Scale everything from the start of the data down to the line containing "[1265,532,1340,659]", both ends included, and give only those lines. Repeat each line with the requests unchanged, multiplying every bounding-box coordinate in the answers by 0.6 and rounding to whole numbers, halves up.

--------------------

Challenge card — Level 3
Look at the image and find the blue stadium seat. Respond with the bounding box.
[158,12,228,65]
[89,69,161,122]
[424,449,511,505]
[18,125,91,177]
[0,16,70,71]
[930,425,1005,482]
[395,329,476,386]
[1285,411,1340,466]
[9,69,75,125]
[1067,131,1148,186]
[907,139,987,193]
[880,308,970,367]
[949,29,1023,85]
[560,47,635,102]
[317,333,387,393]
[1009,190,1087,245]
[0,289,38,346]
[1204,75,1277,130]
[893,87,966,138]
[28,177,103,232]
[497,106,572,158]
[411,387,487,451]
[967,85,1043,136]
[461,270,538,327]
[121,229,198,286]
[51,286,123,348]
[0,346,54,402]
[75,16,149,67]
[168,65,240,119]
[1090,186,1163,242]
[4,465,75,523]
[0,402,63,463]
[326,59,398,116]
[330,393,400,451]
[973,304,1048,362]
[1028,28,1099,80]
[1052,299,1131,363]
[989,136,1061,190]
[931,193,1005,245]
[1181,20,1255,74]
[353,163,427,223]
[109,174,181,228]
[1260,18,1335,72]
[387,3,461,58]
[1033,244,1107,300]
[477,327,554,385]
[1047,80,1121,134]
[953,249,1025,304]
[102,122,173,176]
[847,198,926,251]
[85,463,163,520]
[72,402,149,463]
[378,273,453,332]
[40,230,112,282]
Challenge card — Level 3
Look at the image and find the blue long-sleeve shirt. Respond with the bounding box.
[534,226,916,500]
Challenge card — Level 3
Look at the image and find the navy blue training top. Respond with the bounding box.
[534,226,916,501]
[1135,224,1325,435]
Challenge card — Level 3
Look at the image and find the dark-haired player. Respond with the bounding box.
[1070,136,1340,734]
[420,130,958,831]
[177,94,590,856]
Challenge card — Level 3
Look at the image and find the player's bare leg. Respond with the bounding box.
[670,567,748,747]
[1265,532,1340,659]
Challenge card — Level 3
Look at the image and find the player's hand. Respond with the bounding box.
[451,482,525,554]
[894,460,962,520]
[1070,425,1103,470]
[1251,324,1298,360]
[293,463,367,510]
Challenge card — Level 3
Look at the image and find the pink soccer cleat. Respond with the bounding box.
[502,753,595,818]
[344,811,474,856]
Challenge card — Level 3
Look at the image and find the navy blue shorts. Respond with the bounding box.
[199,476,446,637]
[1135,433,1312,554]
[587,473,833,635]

--------------------

* _Output for this task_
Challenge card — Level 3
Look at the image and find the blue stadium seat. Respond with the bounding box.
[95,7,137,39]
[53,41,97,73]
[254,269,307,303]
[11,75,55,106]
[0,10,42,43]
[558,255,603,289]
[237,197,286,232]
[771,247,804,280]
[5,41,45,75]
[640,79,689,112]
[544,83,592,116]
[528,185,582,220]
[569,17,614,51]
[336,28,381,61]
[190,200,232,236]
[605,114,652,147]
[0,173,23,208]
[722,45,766,78]
[536,52,580,83]
[17,106,62,139]
[298,64,343,95]
[247,232,292,271]
[580,51,626,82]
[277,162,323,196]
[73,137,119,172]
[31,172,74,209]
[0,208,32,241]
[45,10,89,40]
[101,39,144,71]
[654,112,698,145]
[2,279,45,314]
[0,241,38,278]
[196,35,239,70]
[198,236,240,271]
[584,182,629,217]
[617,17,659,48]
[631,179,679,218]
[593,82,637,114]
[559,116,603,147]
[709,12,753,44]
[212,98,256,134]
[65,104,109,137]
[756,11,801,43]
[232,2,277,35]
[620,146,664,180]
[286,196,332,231]
[628,48,673,80]
[572,149,615,182]
[61,73,104,106]
[508,119,556,151]
[51,278,98,312]
[43,241,89,278]
[227,164,272,199]
[24,138,67,169]
Challenge card — Level 3
Look at the image and find the blue long-sleeve shirt. Respond with the bounding box.
[320,136,550,300]
Challenge card — Level 3
Look at the image and find the navy blue training top. Respond with the bounding box.
[320,136,550,301]
[681,134,795,261]
Challenge card — Level 3
Look at the image and find the dark-haired player. Respond with the bounding box.
[642,82,804,440]
[252,78,575,499]
[106,56,354,514]
Challenge card — Level 3
Look at the image and find the player's bare leg. Respond with the bounding box.
[402,340,449,448]
[759,319,804,395]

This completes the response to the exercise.